Giganet's implementation of the VI Architecture specification is somewhat different from that of other VI product suppliers. Because Giganet implements the functions of the VI Architecture specification's Reliable Reception component (the most reliable communications mode defined by the standard) on the cLAN card as a fundamental part of cLAN's communications protocol, the cLAN1000 doesn't support the lesser modes—Unreliable Delivery and Reliable Delivery. In addition, Giganet doesn't implement Remote Direct Memory Access (RDMA) Read in cLAN. Instead, cLAN initiates RDMA Write from the other end of the connection.

Installing Giganet's cLAN card and drivers on Win2K for SQL Server 2000 requires several simple steps. After you insert the cLAN card in a PCI slot, cable the card to a Giganet cLAN switch, and reboot the server, Win2K recognizes the new card's presence and presents its Install new hardware wizard. The wizard gives you two choices for configuring drivers: Search for a suitable driver for my device or Display a list of known drivers for this device. I selected the first option. The next screen displays four check boxes, which let you tell the wizard where to search for the driver. I selected the Specify a location check box and browsed to the driver directory. The wizard then displayed the cLAN Host Adapter option, and the wizard finished installing the driver.

## Supplied entries
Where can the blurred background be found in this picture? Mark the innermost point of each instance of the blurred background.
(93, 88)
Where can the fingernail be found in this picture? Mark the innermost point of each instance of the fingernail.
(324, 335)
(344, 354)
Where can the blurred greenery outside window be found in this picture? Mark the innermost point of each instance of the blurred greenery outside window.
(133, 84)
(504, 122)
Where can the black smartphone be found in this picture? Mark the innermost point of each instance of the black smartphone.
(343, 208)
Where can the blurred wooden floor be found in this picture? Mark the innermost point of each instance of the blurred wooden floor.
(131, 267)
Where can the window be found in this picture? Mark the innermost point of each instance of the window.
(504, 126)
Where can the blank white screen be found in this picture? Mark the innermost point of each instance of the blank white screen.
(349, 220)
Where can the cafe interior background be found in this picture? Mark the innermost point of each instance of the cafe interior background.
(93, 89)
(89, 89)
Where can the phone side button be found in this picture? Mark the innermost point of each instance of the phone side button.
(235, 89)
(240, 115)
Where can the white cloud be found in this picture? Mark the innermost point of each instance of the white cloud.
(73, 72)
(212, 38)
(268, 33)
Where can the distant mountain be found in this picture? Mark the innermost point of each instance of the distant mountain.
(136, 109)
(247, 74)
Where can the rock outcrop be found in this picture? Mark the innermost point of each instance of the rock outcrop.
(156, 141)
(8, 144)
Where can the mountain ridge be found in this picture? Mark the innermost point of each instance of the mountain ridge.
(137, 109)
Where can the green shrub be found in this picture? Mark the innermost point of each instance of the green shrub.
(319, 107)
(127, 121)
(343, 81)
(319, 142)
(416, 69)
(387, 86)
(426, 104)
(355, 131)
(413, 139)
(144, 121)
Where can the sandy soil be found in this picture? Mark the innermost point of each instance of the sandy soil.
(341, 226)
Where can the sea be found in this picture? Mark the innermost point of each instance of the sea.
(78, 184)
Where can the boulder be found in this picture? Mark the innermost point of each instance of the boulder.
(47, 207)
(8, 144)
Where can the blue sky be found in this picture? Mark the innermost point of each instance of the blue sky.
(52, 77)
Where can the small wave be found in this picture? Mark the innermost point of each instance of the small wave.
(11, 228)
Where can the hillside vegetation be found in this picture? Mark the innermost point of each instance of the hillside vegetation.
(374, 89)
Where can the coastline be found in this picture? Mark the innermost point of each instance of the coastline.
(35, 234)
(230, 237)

## Task
Copy out the passage about Giganet's cLAN card word for word, from its first sentence to its last.

## Result below
Giganet's implementation of the VI Architecture specification is somewhat different from that of other VI product suppliers. Because Giganet implements the functions of the VI Architecture specification's Reliable Reception component (the most reliable communications mode defined by the standard) on the cLAN card as a fundamental part of cLAN's communications protocol, the cLAN1000 doesn't support the lesser modes—Unreliable Delivery and Reliable Delivery. In addition, Giganet doesn't implement Remote Direct Memory Access (RDMA) Read in cLAN. Instead, cLAN initiates RDMA Write from the other end of the connection.

Installing Giganet's cLAN card and drivers on Win2K for SQL Server 2000 requires several simple steps. After you insert the cLAN card in a PCI slot, cable the card to a Giganet cLAN switch, and reboot the server, Win2K recognizes the new card's presence and presents its Install new hardware wizard. The wizard gives you two choices for configuring drivers: Search for a suitable driver for my device or Display a list of known drivers for this device. I selected the first option. The next screen displays four check boxes, which let you tell the wizard where to search for the driver. I selected the Specify a location check box and browsed to the driver directory. The wizard then displayed the cLAN Host Adapter option, and the wizard finished installing the driver.